(TEXTE)
┄┄┄┄┄┄┄┄┄┄┄┄┄┄┄┄┄┄┄┄

Racha Darwich , Mercredi, 03 janvier 2024

Les conflits armés au Moyen-Orient sont d’une grande complexité, ce qui rend leur règlement quasi impossible. Décryptage.

Moyen-Orient : Des conflits aux dimensions multiples
(Photo : Reuters)

Le Moyen-Orient souffre, depuis des années, de conflits armés qui l’ont rendu l’une des régions les plus instables du monde. Alors que certains pays connaissent des guerres civiles et sont quasiment divisés en deux comme le Soudan, la Libye et le Yémen, d’autres voient des milices armées disputer à l’Etat légitime le droit de monopoliser le port d’armes comme au Liban, en Iraq et en Syrie. D’autre part, le Moyen-Orient connaît depuis le siècle dernier l’une des plus grandes tentatives de séparation ethnique avec les Kurdes qui veulent se créer leur propre Etat, le Grand Kurdistan, en séparant des parties de l’Iraq, de la Syrie, de la Turquie et de l’Iran. N’oublions pas le conflit israélo-palestinien qui connaît depuis le 7 octobre une escalade sans précédent et qui a des retombées sur de nombreux autres conflits dans la région.

┄┄┄┄┄┄┄┄┄┄┄┄┄┄┄┄┄┄┄┄

(LIGNES DE DONNÉES)

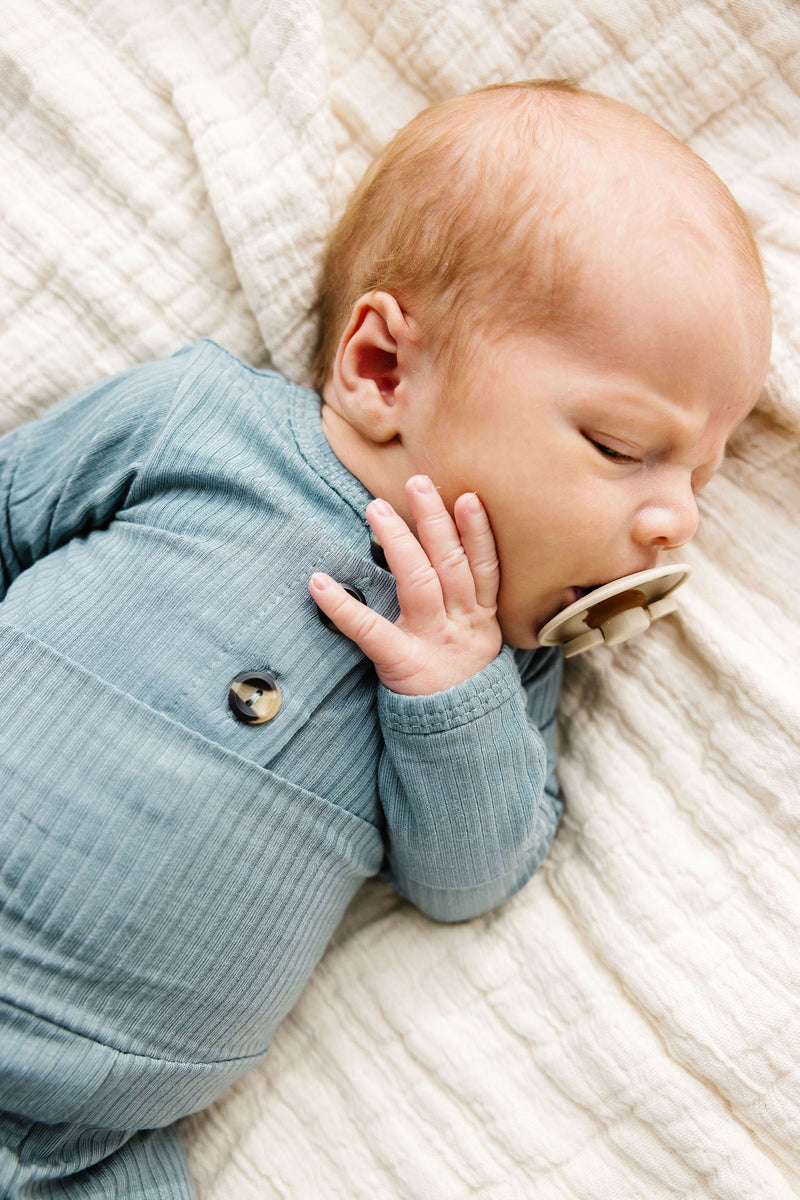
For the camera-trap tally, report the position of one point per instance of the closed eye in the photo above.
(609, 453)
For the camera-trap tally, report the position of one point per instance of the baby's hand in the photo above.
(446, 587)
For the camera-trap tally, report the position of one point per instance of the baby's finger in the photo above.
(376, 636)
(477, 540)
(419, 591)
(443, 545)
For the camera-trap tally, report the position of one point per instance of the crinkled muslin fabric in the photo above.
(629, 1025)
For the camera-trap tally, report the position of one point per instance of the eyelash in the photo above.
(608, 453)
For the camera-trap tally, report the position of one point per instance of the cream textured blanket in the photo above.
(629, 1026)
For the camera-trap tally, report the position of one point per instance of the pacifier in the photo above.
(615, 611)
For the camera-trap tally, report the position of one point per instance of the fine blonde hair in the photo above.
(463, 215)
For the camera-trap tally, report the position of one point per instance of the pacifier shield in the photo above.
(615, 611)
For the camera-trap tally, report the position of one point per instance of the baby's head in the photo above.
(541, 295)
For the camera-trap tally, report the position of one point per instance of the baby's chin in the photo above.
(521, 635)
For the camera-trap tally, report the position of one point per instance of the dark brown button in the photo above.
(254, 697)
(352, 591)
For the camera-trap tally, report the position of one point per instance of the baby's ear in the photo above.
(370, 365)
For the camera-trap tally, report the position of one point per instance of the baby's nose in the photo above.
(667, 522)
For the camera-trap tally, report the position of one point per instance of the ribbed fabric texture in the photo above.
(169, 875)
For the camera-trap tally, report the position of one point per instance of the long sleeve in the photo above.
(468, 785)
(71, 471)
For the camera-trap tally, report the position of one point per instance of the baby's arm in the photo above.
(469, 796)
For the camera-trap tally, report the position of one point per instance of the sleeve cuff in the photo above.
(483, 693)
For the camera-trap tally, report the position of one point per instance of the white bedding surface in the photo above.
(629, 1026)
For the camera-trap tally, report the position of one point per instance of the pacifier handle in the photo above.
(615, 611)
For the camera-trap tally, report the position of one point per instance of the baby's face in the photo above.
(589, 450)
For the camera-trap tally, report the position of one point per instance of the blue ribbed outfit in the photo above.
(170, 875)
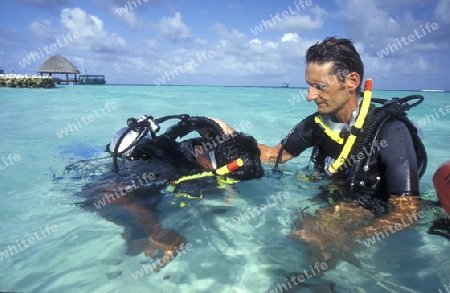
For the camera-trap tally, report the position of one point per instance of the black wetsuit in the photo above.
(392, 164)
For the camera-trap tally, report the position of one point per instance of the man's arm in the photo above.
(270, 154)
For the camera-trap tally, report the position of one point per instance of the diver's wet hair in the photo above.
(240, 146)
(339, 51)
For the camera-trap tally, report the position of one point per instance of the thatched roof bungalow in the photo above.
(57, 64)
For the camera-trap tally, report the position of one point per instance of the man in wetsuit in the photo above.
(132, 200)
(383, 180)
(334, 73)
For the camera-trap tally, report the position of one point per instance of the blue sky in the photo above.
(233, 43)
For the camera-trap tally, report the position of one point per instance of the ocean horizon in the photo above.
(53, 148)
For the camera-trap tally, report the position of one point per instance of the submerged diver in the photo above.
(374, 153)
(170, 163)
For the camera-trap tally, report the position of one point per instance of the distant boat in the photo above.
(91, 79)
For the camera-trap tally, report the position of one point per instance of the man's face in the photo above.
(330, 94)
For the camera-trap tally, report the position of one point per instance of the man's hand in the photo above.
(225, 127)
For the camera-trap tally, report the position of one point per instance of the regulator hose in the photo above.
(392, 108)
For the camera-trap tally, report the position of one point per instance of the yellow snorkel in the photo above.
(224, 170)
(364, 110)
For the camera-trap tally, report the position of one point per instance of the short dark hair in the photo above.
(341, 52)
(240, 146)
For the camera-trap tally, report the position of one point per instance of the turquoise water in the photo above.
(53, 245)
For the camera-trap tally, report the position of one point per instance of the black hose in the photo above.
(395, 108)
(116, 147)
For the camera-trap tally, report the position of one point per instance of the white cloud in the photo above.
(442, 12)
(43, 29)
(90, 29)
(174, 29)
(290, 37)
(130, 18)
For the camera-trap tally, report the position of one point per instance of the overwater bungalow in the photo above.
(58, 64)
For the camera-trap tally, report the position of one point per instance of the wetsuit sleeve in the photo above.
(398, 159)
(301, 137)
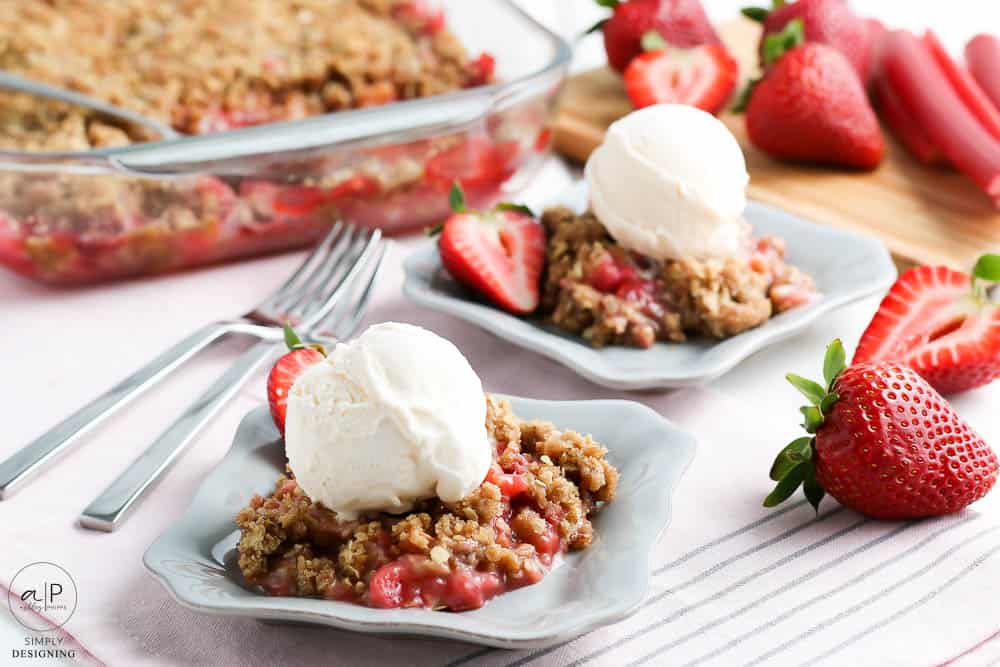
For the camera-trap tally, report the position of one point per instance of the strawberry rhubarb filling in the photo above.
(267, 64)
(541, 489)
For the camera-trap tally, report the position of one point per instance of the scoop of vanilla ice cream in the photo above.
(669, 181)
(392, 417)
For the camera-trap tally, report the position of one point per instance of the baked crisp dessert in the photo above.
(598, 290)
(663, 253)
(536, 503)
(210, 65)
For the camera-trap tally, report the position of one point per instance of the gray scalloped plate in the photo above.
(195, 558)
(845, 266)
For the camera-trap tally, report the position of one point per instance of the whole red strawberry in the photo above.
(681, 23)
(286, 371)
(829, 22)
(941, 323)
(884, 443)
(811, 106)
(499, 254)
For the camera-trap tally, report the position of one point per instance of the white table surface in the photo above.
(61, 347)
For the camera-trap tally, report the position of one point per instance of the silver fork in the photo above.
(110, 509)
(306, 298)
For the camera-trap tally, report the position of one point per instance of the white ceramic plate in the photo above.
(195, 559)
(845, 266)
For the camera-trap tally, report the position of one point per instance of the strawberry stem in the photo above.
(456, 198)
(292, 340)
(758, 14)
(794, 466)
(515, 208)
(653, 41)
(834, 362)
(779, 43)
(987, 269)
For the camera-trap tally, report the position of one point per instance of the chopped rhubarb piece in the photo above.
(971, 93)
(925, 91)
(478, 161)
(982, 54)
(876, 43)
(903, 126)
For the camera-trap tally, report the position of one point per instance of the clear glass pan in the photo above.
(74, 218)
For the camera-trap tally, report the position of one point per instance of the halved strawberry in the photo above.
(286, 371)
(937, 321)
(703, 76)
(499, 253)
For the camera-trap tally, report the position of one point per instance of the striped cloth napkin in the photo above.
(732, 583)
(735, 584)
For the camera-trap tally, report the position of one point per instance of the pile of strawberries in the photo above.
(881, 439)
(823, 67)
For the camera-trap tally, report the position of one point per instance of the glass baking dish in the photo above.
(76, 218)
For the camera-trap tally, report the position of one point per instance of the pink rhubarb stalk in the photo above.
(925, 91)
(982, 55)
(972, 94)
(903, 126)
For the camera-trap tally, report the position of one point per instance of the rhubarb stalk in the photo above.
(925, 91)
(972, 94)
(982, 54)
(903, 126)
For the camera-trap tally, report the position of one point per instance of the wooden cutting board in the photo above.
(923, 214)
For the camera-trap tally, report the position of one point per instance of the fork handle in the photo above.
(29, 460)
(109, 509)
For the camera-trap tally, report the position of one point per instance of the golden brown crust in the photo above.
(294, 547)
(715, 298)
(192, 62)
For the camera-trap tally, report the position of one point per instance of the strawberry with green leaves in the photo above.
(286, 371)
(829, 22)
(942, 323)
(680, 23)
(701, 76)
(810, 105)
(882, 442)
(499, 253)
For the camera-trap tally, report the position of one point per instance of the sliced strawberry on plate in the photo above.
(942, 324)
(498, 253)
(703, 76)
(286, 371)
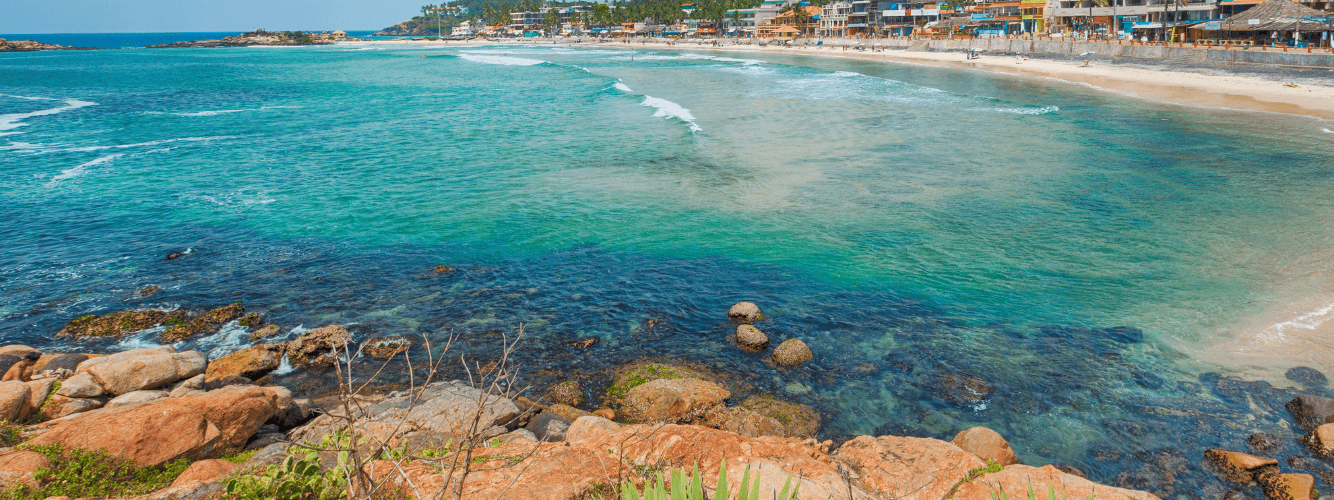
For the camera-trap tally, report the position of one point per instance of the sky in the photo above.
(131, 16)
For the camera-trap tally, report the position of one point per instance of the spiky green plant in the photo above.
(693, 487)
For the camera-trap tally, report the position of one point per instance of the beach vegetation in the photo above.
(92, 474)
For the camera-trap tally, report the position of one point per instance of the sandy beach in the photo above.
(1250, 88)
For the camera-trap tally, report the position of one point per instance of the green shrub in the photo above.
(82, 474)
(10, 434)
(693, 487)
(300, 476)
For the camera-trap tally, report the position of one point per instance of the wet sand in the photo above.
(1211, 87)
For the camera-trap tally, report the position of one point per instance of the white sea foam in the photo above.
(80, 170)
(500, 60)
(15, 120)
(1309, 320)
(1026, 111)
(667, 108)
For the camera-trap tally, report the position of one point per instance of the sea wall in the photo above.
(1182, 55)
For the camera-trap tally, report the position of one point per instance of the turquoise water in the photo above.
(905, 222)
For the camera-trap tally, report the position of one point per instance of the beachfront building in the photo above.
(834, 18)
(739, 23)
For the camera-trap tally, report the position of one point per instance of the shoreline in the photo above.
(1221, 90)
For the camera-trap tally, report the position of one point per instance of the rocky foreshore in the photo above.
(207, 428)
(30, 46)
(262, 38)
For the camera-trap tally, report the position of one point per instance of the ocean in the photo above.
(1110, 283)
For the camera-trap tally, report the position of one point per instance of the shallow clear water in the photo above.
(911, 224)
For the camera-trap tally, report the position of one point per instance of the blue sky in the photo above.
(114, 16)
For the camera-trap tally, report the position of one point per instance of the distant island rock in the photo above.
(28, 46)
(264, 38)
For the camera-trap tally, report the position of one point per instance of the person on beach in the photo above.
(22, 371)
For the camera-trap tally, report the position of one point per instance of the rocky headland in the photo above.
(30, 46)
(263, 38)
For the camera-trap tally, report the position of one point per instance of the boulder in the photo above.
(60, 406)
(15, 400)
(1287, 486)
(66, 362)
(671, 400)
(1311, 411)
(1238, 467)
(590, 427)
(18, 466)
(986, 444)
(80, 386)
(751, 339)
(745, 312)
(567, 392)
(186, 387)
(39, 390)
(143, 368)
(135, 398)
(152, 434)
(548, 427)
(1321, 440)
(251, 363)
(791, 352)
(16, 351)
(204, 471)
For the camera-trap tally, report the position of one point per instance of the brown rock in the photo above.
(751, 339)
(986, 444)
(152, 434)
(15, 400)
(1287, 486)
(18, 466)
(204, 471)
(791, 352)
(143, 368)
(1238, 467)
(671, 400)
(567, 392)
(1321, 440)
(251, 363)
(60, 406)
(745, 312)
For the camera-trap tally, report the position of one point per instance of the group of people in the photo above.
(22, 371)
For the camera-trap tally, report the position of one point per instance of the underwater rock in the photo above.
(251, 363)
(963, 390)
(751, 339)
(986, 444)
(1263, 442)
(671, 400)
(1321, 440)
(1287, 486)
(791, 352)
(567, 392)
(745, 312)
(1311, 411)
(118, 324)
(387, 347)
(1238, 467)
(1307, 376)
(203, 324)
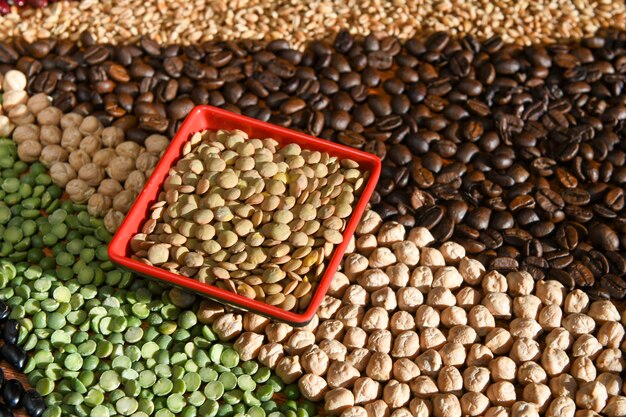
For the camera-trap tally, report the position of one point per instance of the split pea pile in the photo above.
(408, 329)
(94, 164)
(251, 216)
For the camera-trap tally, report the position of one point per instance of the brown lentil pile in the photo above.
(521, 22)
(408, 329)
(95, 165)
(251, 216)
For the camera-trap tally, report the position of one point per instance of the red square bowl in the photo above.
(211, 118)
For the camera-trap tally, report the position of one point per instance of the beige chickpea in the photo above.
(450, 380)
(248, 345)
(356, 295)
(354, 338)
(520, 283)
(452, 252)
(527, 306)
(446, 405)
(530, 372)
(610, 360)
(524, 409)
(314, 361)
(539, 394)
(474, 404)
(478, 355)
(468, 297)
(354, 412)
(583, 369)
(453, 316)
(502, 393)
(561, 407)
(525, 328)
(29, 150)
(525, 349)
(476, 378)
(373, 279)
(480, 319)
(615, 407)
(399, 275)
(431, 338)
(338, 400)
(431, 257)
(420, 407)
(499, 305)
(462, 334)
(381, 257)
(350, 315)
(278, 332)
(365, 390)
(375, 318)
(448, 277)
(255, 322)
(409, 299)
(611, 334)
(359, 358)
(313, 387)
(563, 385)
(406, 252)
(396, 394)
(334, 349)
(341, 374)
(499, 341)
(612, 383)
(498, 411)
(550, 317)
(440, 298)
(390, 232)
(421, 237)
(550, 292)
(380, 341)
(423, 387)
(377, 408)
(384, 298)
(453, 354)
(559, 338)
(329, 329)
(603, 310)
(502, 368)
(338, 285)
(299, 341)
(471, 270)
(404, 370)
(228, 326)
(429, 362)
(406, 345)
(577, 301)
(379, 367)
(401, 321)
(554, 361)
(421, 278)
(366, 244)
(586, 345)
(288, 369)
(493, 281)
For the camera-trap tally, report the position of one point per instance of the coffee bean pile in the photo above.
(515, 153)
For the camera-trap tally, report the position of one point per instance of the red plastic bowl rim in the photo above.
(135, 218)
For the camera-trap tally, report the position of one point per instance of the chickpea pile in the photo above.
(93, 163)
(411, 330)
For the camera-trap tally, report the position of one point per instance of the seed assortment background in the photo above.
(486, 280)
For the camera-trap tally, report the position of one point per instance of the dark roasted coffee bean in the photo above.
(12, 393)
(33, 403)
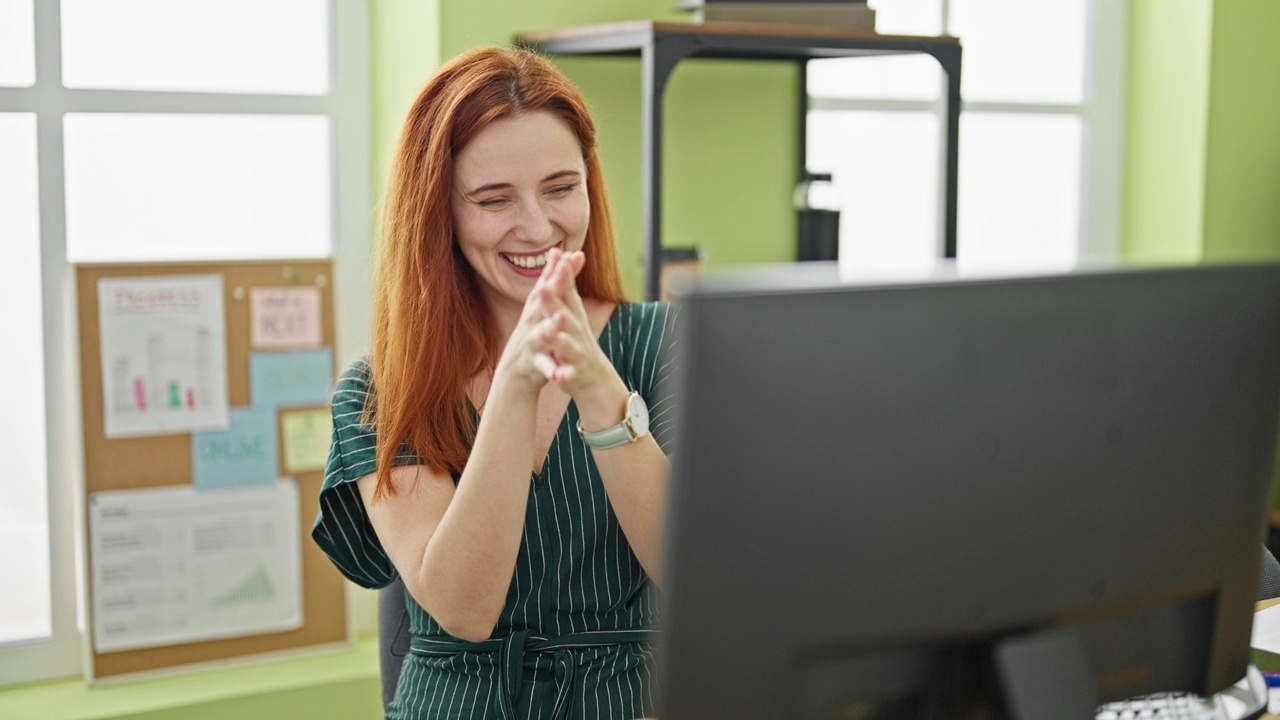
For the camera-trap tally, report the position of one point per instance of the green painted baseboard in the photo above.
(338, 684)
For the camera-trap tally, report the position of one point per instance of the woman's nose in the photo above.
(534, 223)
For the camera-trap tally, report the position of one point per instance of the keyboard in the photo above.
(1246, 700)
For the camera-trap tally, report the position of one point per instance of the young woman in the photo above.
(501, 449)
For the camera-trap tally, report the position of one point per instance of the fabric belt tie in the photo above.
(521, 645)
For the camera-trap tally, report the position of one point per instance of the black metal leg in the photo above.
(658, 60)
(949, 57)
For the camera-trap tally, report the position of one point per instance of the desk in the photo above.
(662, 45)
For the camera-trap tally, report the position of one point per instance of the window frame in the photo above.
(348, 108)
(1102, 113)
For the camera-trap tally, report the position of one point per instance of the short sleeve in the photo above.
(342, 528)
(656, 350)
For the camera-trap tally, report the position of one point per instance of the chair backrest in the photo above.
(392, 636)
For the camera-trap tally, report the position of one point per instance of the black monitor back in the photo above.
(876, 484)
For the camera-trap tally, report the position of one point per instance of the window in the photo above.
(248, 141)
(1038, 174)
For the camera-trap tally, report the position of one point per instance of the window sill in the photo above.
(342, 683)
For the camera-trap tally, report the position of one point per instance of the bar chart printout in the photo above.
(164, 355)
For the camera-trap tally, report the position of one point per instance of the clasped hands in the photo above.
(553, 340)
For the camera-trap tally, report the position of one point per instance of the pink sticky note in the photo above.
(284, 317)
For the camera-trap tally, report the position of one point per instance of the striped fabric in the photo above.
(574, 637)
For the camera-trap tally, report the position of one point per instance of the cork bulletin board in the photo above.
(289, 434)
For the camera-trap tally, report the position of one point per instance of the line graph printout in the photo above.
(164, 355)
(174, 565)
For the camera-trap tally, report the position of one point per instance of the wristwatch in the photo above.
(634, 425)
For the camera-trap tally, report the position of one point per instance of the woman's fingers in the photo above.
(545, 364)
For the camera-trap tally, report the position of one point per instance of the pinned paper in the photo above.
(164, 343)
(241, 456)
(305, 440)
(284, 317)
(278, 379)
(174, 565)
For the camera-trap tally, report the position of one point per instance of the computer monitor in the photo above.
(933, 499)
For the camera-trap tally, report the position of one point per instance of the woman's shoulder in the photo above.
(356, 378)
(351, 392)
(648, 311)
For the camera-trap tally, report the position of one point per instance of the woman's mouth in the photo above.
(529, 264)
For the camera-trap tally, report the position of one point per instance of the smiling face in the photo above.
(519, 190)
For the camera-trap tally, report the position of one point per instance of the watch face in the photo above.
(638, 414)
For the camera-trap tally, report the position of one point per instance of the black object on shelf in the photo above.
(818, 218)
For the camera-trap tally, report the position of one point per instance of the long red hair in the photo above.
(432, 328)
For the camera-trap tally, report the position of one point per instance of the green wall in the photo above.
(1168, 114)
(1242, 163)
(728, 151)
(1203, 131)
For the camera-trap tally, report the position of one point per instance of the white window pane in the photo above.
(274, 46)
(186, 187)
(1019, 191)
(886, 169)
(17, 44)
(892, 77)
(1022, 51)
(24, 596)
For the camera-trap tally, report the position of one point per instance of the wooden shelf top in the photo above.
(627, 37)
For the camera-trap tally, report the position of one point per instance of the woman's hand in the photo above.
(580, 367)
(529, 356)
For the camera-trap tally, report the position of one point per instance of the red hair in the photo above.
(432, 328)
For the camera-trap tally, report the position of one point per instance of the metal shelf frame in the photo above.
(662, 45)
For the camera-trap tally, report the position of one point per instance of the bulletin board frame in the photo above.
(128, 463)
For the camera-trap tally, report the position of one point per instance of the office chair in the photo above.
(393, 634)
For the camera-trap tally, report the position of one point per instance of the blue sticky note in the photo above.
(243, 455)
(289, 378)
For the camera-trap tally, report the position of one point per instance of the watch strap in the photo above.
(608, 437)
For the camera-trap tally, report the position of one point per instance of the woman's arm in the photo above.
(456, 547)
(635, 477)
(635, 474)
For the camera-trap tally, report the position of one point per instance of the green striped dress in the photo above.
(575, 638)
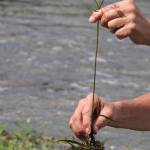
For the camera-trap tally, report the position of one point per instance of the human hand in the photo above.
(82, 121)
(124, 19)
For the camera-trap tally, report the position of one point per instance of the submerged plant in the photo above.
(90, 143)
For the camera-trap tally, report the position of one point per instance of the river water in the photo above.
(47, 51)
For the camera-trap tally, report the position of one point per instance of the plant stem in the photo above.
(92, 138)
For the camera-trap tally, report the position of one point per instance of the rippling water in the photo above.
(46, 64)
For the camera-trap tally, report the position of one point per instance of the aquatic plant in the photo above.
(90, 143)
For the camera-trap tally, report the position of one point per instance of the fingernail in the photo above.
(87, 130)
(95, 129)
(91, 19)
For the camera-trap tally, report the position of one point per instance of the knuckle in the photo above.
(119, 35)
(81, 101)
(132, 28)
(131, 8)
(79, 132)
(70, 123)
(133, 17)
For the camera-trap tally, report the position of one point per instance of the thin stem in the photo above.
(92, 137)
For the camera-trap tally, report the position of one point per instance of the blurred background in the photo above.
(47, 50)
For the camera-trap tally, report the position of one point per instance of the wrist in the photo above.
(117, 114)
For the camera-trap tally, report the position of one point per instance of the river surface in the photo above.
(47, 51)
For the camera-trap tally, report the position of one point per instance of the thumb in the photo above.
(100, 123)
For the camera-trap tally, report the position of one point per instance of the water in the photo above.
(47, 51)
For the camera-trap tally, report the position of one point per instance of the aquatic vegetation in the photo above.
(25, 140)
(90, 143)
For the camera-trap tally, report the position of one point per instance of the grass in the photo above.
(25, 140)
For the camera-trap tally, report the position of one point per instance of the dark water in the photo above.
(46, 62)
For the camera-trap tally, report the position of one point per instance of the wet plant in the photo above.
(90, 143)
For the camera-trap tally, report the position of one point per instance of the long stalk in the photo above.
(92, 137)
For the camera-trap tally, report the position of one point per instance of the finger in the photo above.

┄┄┄┄┄┄┄┄┄┄┄┄┄┄┄┄┄┄┄┄

(VOS CONSIGNES)
Écrivez la suite de l'article sur les conflits du Moyen-Orient en partant de sa dernière phrase, celle qui porte sur le conflit israélo-palestinien.

(RÉSULTAT OBTENU)
Soudan, Libye, Yémen : la guerre civile

Le Soudan est actuellement l’exemple le plus flagrant de guerre civile. Le conflit a éclaté le 15 avril 2023 entre l’armée soudanaise officielle dirigée par Abdel-Fattah Al-Burhan d’une part et les Forces de Soutien Rapide (FSR) dirigées par le général Daglo (Hemeti) d’autre part. Au cours de toute cette période, aucune partie n’a réussi à prendre le dessus, bien que les FSR aient réussi à s’emparer de larges territoires. Grâce à une médiation de l’Union africaine et de l’Arabie saoudite, Burhan et Hemeti devraient se rencontrer à Djibouti en janvier. Mais chaque partie tente, jusqu’à la tenue de ces négociations, de réaliser le maximum d’acquis afin d’être en position de force lors des négociations. D’où l’escalade des combats ces derniers jours. « Si ces négociations réussissent, un cessez-le feu pourrait être instauré au Soudan pour la première fois depuis le déclenchement de ce conflit armé qui a fait des milliers de morts », explique Dr Mona Soliman, chercheuse en affaires internationales à la faculté de sciences politiques de l’Université du Caire. Elle estime, cependant, que ce scénario est peu probable.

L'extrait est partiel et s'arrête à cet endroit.